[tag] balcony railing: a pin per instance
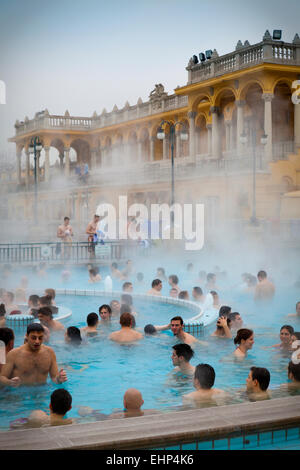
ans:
(76, 252)
(246, 56)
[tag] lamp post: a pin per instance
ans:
(244, 140)
(35, 148)
(183, 136)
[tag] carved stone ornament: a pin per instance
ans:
(158, 93)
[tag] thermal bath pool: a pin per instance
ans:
(100, 371)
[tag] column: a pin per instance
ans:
(177, 144)
(67, 161)
(209, 132)
(191, 116)
(267, 97)
(297, 125)
(152, 147)
(139, 151)
(166, 147)
(19, 154)
(93, 158)
(27, 170)
(227, 135)
(239, 125)
(47, 164)
(215, 132)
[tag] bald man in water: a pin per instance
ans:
(133, 401)
(31, 363)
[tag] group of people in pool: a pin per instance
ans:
(32, 362)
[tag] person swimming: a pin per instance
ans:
(245, 340)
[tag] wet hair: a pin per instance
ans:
(46, 311)
(126, 319)
(184, 350)
(162, 270)
(174, 279)
(125, 308)
(205, 374)
(198, 290)
(10, 295)
(35, 327)
(220, 327)
(74, 334)
(156, 282)
(289, 328)
(224, 311)
(183, 294)
(6, 335)
(126, 284)
(126, 299)
(92, 319)
(177, 318)
(295, 370)
(233, 315)
(34, 299)
(105, 306)
(46, 300)
(244, 334)
(262, 375)
(262, 274)
(61, 401)
(150, 329)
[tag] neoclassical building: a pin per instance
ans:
(228, 107)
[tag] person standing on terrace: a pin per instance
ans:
(65, 234)
(31, 363)
(91, 231)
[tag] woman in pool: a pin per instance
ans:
(286, 338)
(245, 340)
(73, 336)
(223, 328)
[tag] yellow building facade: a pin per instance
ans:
(229, 106)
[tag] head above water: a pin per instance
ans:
(60, 401)
(205, 376)
(183, 350)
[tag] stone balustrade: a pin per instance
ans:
(246, 56)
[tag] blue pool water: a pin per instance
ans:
(100, 371)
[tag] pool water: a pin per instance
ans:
(99, 371)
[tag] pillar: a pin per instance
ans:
(27, 169)
(191, 116)
(47, 164)
(239, 125)
(93, 158)
(209, 138)
(215, 140)
(267, 97)
(166, 147)
(297, 125)
(152, 147)
(67, 161)
(19, 154)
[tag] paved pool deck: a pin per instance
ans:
(160, 430)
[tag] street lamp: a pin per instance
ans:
(183, 136)
(35, 147)
(244, 140)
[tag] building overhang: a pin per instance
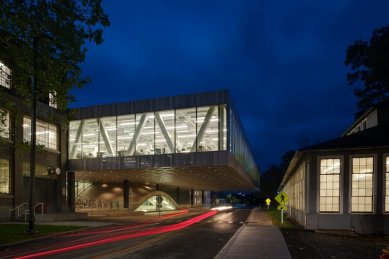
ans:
(215, 171)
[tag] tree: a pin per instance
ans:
(272, 177)
(370, 64)
(60, 30)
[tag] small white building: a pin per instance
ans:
(343, 184)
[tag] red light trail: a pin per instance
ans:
(140, 233)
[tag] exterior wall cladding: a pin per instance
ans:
(49, 188)
(236, 142)
(343, 183)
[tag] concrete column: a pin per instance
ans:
(126, 194)
(71, 191)
(191, 197)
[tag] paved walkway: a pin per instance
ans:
(258, 238)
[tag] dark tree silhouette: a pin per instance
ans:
(52, 35)
(369, 62)
(272, 177)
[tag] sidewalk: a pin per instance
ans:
(257, 238)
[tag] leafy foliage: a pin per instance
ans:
(370, 64)
(272, 177)
(60, 30)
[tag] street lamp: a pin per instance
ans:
(31, 216)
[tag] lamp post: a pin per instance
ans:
(31, 216)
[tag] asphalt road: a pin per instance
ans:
(201, 236)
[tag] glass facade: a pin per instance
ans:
(196, 129)
(5, 74)
(4, 176)
(46, 133)
(239, 146)
(362, 184)
(4, 124)
(329, 200)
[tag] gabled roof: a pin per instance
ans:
(372, 137)
(381, 105)
(375, 137)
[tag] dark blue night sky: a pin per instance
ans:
(282, 61)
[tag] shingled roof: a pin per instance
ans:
(372, 137)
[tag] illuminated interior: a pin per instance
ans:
(329, 185)
(5, 74)
(362, 184)
(197, 129)
(151, 204)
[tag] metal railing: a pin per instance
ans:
(16, 210)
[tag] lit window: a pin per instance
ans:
(4, 124)
(4, 176)
(52, 99)
(387, 186)
(207, 128)
(329, 185)
(5, 74)
(40, 169)
(156, 203)
(186, 130)
(362, 184)
(46, 133)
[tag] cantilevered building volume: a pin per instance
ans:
(158, 153)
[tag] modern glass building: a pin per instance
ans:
(179, 148)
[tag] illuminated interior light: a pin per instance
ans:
(167, 115)
(178, 127)
(126, 123)
(188, 136)
(147, 133)
(124, 137)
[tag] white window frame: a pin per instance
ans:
(374, 183)
(341, 185)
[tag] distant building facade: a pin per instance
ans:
(51, 136)
(343, 184)
(157, 154)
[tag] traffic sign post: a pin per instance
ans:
(282, 198)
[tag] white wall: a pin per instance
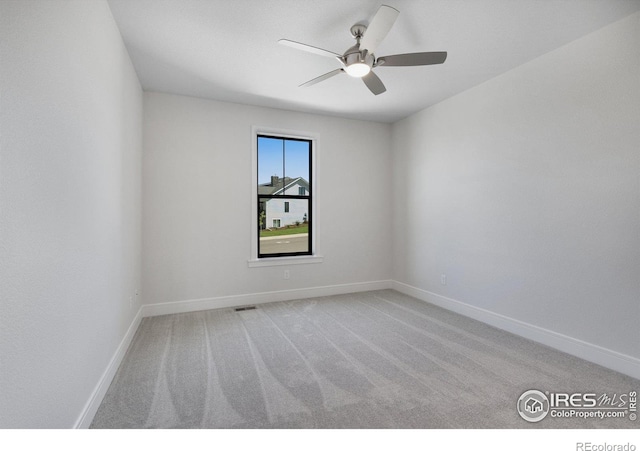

★ ★ ★ ★ ★

=== Directions for this task ===
Return all of the rows above verbatim, leaving out the pictures.

=== Expected answer ===
[tag] balcony railing: a pin per instance
ans:
(76, 252)
(246, 56)
[tag] lamp post: a pin per instance
ans:
(244, 140)
(35, 148)
(183, 136)
[tag] carved stone ornament: a pin per instance
ans:
(158, 93)
[tag] thermal bath pool: a pin per instance
ans:
(100, 371)
[tag] column: a pin per instance
ans:
(177, 144)
(67, 161)
(209, 132)
(191, 116)
(267, 97)
(297, 125)
(152, 147)
(139, 151)
(166, 147)
(19, 154)
(93, 158)
(27, 170)
(227, 135)
(239, 125)
(47, 164)
(215, 132)
[tag] bald man in water: a pin per instance
ans:
(133, 401)
(31, 363)
[tag] group of people in pool: a pin per instance
ans:
(32, 362)
[tag] person swimming: a pin per instance
ans:
(245, 340)
[tag] wet hair: a pin per instance
ans:
(46, 311)
(126, 319)
(184, 350)
(162, 270)
(174, 279)
(125, 308)
(205, 374)
(198, 290)
(10, 295)
(35, 327)
(220, 327)
(74, 334)
(156, 282)
(289, 328)
(224, 311)
(183, 294)
(6, 335)
(126, 284)
(126, 299)
(92, 319)
(177, 318)
(295, 370)
(233, 315)
(34, 299)
(105, 306)
(46, 300)
(244, 334)
(262, 375)
(262, 274)
(61, 401)
(150, 329)
[tag] neoclassical building: a pin per instance
ans:
(228, 107)
[tag] person standing on terrace: a pin per instance
ans:
(65, 234)
(31, 363)
(91, 231)
[tag] woman in pool: a pin per instance
ans:
(286, 338)
(245, 340)
(73, 336)
(223, 328)
[tag] yellow building facade: a pin per instance
ans:
(229, 106)
[tag] head above water: a pin per instance
ans:
(60, 401)
(205, 376)
(183, 350)
[tag] stone balustrade: a pin per instance
ans:
(246, 56)
[tag] blue pool water: a pin per instance
ans:
(100, 371)
[tag] pool water: a pin per instance
ans:
(99, 371)
[tag] pillar: a pin per instance
ans:
(27, 169)
(191, 116)
(47, 164)
(239, 125)
(93, 158)
(209, 138)
(215, 140)
(267, 97)
(166, 147)
(297, 125)
(152, 147)
(67, 161)
(19, 154)
[tag] paved pool deck: a pin per instance
ans:
(160, 430)
[tag] street lamp: a pin per instance
ans:
(183, 136)
(35, 147)
(244, 140)
[tag] building overhang: a pin per instance
ans:
(215, 171)
[tag] tree: a pin per instance
ans:
(272, 177)
(370, 64)
(60, 30)
[tag] small white building: a pin per instance
ans:
(343, 184)
[tag] red light trail: a pin per instance
ans:
(140, 233)
[tag] exterior wall cladding: a pin per instance
ans:
(49, 188)
(236, 142)
(343, 183)
[tag] concrete column: a pin per instance
ans:
(126, 194)
(71, 191)
(191, 197)
[tag] paved walkway: a pin per instance
ans:
(258, 238)
[tag] dark tree silhouette: a pin per instance
ans:
(52, 35)
(369, 62)
(272, 177)
[tag] sidewalk: a pin per instance
ans:
(257, 238)
[tag] leafy foliage: a pin per instance
ans:
(370, 64)
(272, 177)
(60, 30)
[tag] street lamp: a pin per instance
ans:
(31, 216)
[tag] lamp post: a pin per instance
ans:
(31, 216)
[tag] asphalt road: a pin per instance
ans:
(201, 236)
[tag] glass facade: a pin per instance
ans:
(196, 129)
(5, 74)
(4, 176)
(46, 133)
(239, 146)
(362, 184)
(4, 124)
(329, 200)
[tag] gabled roof: a pin per instance
ans:
(372, 137)
(381, 105)
(375, 137)
[tag] dark blue night sky: a pin per instance
ans:
(282, 61)
[tag] shingled roof: a pin per instance
ans:
(372, 137)
[tag] illuminated interior: a pin per instance
ans:
(329, 185)
(5, 74)
(362, 184)
(197, 129)
(151, 204)
[tag] metal railing: a pin per instance
ans:
(16, 210)
[tag] lit window: a pin per instance
ans:
(4, 124)
(4, 176)
(52, 99)
(387, 186)
(207, 128)
(329, 185)
(5, 74)
(40, 169)
(156, 203)
(186, 130)
(362, 184)
(46, 133)
[tag] cantilevered building volume: a pin per instance
ans:
(158, 153)
[tag] modern glass building: a pin per instance
ans:
(179, 148)
[tag] illuminated interior light: a pin per instance
ans:
(167, 115)
(178, 127)
(126, 123)
(188, 136)
(147, 133)
(124, 137)
[tag] white window frame: a pin per instance
ans:
(374, 183)
(341, 185)
[tag] distant building facade: a pin per instance
ans:
(51, 136)
(343, 184)
(157, 154)
[tag] traffic sign post: a pin per instance
ans:
(282, 198)
[tag] white wall: a pin per instance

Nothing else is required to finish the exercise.